Records shown below:

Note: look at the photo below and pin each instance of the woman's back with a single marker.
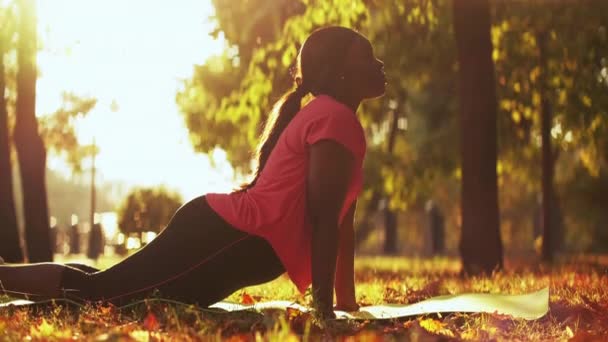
(276, 206)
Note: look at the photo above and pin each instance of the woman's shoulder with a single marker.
(327, 105)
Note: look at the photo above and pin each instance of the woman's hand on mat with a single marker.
(349, 306)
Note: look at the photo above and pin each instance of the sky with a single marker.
(133, 53)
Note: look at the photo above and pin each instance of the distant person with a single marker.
(96, 242)
(295, 216)
(436, 223)
(74, 239)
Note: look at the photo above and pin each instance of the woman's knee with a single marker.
(77, 284)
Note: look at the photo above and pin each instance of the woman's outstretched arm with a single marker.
(329, 174)
(345, 267)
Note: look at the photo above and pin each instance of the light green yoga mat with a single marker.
(527, 306)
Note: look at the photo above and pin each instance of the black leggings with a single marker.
(198, 258)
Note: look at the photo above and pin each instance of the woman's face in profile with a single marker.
(363, 72)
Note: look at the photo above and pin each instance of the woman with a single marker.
(295, 216)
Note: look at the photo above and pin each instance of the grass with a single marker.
(578, 309)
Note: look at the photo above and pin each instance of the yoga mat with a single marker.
(528, 306)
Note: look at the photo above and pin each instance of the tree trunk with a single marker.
(10, 248)
(29, 144)
(390, 218)
(480, 242)
(547, 158)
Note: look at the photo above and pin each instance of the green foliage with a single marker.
(227, 100)
(147, 209)
(57, 130)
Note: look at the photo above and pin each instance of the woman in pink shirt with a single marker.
(295, 216)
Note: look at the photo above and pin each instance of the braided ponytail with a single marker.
(284, 110)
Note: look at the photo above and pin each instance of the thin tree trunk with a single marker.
(547, 157)
(480, 243)
(390, 218)
(29, 144)
(10, 248)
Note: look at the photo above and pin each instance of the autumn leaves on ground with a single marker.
(578, 308)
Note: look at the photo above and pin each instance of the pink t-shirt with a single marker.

End of Records shown.

Task description:
Repeat the listing in full and exactly. Do not include any images.

Solved exercise:
Note: look at the photo below and pin each instance of the woman's back with a single marker.
(276, 206)
Note: look at the photo above and pin each instance of the woman's shoulder with a single marker.
(327, 105)
Note: look at the photo above and pin each instance of the woman's hand on mat with a single marker.
(349, 306)
Note: look at the photo above and pin each instance of the sky with a single marker.
(133, 53)
Note: look at the photo above and pin each instance of the distant person with a single marker.
(96, 242)
(295, 216)
(436, 223)
(74, 239)
Note: look at the photo above and pin each instance of the woman's knee with a single marker.
(77, 284)
Note: look at the photo above and pin each instance of the woman's outstretched arm with a single marker.
(329, 174)
(345, 267)
Note: look at the photo above and pin each instance of the light green yoga mat with a single marker.
(527, 306)
Note: look at the photo above and pin each instance of the black leggings with a single marker.
(198, 258)
Note: look at the photo above and pin each instance of the woman's face in profile with a single marker.
(363, 72)
Note: look at the photo above and pin each instance of the woman with a single marker.
(295, 216)
Note: look at the photo above and pin each instance of the grass with a single marker.
(578, 309)
Note: look at the photo above and pin each instance of the yoga mat with a single marker.
(528, 306)
Note: look at the photo above and pin each instance of the tree trunk with a single marker.
(10, 248)
(29, 144)
(390, 218)
(480, 242)
(547, 158)
Note: look at the photo above and pin each instance of the green foliage with a single marker.
(227, 100)
(147, 209)
(57, 130)
Note: look at the photo above and pin each instance of the woman in pink shirt with a single marker.
(295, 216)
Note: look at the photo above and pin each instance of the braided ponytail with a single marker.
(284, 110)
Note: look at the photo above and pin each instance of the thin tree trunk with a single marker.
(547, 157)
(480, 243)
(390, 218)
(29, 144)
(10, 248)
Note: look at the photo above and pin each instance of the autumn leaves on ground with a single marker.
(578, 308)
Note: look at the photo above and pin each instance of the pink t-shirt with a single marker.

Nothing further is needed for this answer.